- [Text passage]:
────────────────────

6

I came into a level while exploring the bash that consisted of finding the line of text that occurs only once in a certain file.

Why is the output of the sort -u file command different from the output of sort file| uniq -u? Shouldn't they be the same?

  • The title and the body ask two different questions. sort | uniq is the same as sort -u, and sort | uniq -u is explicitly asking for a totally different behaviour; which one do you care about? – Michael Homer Sep 24 '17 at 21:29
  • I edited to make the title and body consistent; revert if that isn't what you meant (otherwise, it's a duplicate of the question linked in the answer). – Michael Homer Sep 24 '17 at 21:38
  • Yes, i misunderstood both commands. I initially thought that sort -u was the same thing as sort | uniq -u. Thank you for your answer :) – andrediasesp Sep 24 '17 at 21:47

1 Answers1

12

sort -u and sort | uniq do produce the same output*: all of the lines in the input, exactly once each, in ascending order. That is the default behaviour of uniq.

uniq -u, on the other hand, asks to:

-u Suppress the writing of lines that are repeated in the input.

────────────────────

- [Given problem 1]:
Pick out every line of the records that contains the string "jersey" and copy each one.
The forum thread and the records come from unrelated sources.

────────────────────

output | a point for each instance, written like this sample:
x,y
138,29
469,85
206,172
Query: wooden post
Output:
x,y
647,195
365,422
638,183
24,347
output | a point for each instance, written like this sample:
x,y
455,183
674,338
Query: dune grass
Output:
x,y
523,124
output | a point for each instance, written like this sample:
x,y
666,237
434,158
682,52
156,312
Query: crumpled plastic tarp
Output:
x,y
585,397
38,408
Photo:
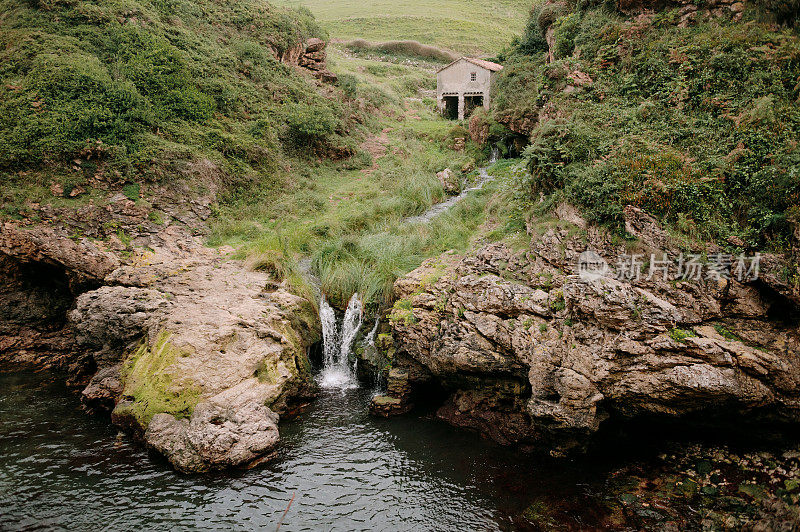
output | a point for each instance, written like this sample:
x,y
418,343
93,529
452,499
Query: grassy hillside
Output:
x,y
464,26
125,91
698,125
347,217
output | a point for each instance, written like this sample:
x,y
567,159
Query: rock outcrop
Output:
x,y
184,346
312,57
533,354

────────────────────

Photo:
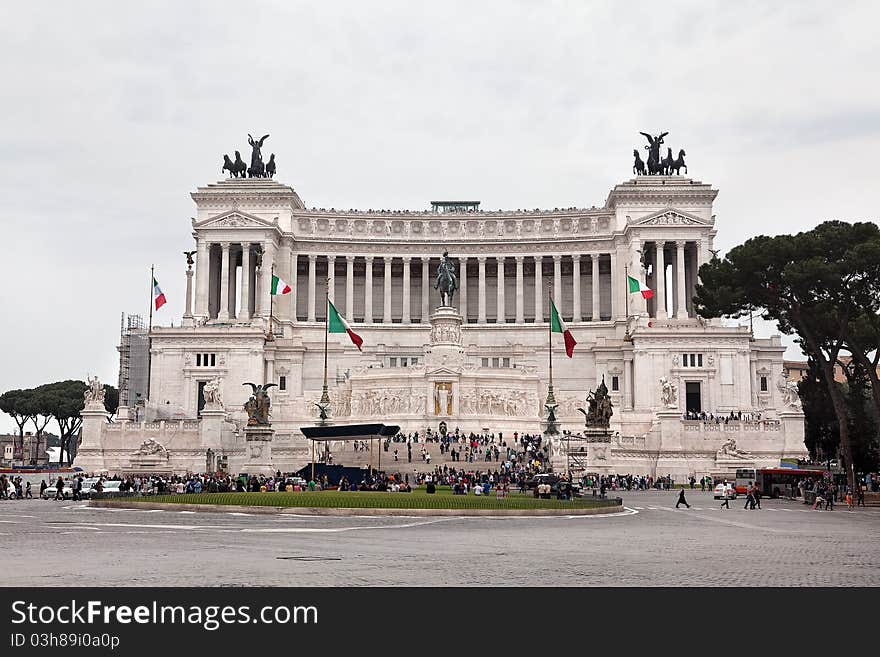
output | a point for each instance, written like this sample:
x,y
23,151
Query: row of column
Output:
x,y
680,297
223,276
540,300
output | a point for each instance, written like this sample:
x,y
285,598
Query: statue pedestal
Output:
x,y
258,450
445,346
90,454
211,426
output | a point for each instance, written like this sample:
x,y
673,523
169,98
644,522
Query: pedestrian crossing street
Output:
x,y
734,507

────────────────────

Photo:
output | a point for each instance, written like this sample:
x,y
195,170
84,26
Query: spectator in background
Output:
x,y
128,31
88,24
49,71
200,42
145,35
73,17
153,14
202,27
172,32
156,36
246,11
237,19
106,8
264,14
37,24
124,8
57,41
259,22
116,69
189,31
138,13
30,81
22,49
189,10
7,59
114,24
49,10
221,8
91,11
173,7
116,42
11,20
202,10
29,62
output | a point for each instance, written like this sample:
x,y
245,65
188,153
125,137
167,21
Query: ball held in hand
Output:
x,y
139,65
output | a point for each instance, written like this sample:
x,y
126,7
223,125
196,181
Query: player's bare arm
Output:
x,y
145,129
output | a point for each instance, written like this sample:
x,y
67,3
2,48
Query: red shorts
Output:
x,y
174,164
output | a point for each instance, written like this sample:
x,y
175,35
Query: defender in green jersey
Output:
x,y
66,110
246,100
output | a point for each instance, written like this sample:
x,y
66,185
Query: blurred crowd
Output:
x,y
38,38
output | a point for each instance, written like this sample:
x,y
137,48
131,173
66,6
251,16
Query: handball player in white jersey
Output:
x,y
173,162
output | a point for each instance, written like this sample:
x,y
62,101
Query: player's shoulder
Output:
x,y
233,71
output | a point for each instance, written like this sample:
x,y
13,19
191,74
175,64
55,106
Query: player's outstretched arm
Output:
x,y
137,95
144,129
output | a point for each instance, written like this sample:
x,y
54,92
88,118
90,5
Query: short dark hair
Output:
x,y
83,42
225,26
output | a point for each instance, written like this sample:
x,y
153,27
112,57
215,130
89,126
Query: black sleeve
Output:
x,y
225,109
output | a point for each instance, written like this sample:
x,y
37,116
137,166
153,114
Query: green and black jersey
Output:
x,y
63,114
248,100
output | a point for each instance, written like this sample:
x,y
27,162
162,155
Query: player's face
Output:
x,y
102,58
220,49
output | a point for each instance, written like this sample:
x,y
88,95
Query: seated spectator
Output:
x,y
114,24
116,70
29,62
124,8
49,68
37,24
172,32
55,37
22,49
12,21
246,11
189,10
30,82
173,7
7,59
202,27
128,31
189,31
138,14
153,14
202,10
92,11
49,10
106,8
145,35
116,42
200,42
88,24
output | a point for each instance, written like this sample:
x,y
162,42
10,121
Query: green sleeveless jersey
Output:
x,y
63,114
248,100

────────────────────

- [Given problem 2]:
According to the forum thread on sort and uniq, what output do sort -u and sort | uniq produce?

- [Task response 1]:
Query: defender in green jersey
Query: handball player in white jersey
Query: green and black jersey
Query: green sleeveless jersey

- [Task response 2]:
All of the lines in the input, exactly once each, in ascending order.